::: Input

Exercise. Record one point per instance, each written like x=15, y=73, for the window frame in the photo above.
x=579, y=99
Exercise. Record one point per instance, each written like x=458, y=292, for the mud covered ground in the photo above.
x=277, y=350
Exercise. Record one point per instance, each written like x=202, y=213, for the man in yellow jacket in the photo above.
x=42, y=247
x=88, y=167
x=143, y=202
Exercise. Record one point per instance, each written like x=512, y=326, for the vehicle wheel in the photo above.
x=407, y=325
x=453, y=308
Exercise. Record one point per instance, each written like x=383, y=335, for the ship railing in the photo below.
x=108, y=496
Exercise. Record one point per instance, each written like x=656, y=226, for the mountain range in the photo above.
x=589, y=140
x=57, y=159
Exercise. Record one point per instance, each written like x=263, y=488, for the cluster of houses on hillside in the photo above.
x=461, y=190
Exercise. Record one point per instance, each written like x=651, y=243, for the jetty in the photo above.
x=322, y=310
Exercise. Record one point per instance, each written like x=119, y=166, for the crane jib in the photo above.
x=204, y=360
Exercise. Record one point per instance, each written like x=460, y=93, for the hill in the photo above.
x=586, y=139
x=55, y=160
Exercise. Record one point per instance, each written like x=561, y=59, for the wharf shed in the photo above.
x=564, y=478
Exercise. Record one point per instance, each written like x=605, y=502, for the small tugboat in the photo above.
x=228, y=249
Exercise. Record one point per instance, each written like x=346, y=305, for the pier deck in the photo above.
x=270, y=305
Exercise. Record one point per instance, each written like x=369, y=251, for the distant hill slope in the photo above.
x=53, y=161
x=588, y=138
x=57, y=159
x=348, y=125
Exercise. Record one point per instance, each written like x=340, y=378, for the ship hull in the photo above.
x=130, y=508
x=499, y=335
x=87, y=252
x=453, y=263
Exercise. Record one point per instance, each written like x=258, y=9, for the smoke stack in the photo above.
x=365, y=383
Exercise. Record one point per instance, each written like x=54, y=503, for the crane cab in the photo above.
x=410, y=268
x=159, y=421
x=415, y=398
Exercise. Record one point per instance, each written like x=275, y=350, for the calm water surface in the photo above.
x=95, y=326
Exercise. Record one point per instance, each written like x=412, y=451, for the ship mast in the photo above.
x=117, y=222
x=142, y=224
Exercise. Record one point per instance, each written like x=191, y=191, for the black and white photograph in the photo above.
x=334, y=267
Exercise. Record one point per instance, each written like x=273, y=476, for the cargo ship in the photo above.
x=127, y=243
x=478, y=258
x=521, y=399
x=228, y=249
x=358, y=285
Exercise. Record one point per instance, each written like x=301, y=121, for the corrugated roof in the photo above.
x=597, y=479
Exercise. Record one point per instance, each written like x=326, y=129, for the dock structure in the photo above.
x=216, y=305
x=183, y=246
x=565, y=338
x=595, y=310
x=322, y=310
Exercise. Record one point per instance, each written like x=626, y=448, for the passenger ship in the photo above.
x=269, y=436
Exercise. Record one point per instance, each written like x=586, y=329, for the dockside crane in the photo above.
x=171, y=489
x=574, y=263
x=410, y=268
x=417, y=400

::::::

__Given instruction__
Reproduce the records verbatim, from the first line through the line containing "x=277, y=350", both included.

__Answer in full__
Exercise. Record one point per instance, each written like x=15, y=73, for the window frame in the photo above.
x=579, y=99
Exercise. Record one point per instance, each written like x=458, y=292, for the mud covered ground in the photo above.
x=277, y=350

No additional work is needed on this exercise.